_Assignment_.
Look for the word "query" in the records, and copy each line where it appears.

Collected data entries

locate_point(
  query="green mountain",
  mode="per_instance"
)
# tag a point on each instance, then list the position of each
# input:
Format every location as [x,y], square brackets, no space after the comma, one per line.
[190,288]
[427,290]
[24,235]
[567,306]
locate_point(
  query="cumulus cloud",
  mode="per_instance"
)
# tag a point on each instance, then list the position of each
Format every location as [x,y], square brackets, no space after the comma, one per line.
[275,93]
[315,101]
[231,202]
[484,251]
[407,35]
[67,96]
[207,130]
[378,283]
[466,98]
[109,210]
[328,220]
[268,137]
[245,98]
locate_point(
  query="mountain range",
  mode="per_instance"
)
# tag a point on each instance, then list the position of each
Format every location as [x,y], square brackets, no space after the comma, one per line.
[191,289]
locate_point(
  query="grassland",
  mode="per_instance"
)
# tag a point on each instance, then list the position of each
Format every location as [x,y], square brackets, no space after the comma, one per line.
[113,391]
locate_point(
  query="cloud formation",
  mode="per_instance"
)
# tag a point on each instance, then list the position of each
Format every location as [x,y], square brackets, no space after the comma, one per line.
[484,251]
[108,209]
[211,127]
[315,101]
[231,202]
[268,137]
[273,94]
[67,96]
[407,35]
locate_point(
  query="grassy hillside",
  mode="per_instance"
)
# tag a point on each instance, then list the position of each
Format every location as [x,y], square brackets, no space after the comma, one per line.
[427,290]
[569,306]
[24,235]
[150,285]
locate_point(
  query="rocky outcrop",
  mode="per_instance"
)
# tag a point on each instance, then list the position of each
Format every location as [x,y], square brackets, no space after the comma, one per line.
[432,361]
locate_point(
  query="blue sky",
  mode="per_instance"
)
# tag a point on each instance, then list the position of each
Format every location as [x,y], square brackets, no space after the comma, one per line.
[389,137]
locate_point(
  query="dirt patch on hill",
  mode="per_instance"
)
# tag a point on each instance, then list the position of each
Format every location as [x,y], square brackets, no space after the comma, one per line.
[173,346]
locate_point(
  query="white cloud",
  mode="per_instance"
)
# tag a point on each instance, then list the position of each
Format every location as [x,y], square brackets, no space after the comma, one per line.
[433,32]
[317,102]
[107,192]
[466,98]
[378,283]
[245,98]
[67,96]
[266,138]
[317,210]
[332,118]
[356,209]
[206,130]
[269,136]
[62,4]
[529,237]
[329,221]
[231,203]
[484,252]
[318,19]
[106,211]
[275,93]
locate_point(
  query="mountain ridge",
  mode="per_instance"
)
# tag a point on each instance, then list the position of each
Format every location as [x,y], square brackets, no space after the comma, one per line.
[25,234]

_Completed exercise_.
  query="green mountain",
  query="cumulus cloud",
  query="mountain range",
  query="grassland",
  query="cloud formation",
  query="grassy hillside",
  query="rocky outcrop",
  query="blue sky",
  query="dirt patch on hill",
  query="white cloud",
  query="mountain ridge",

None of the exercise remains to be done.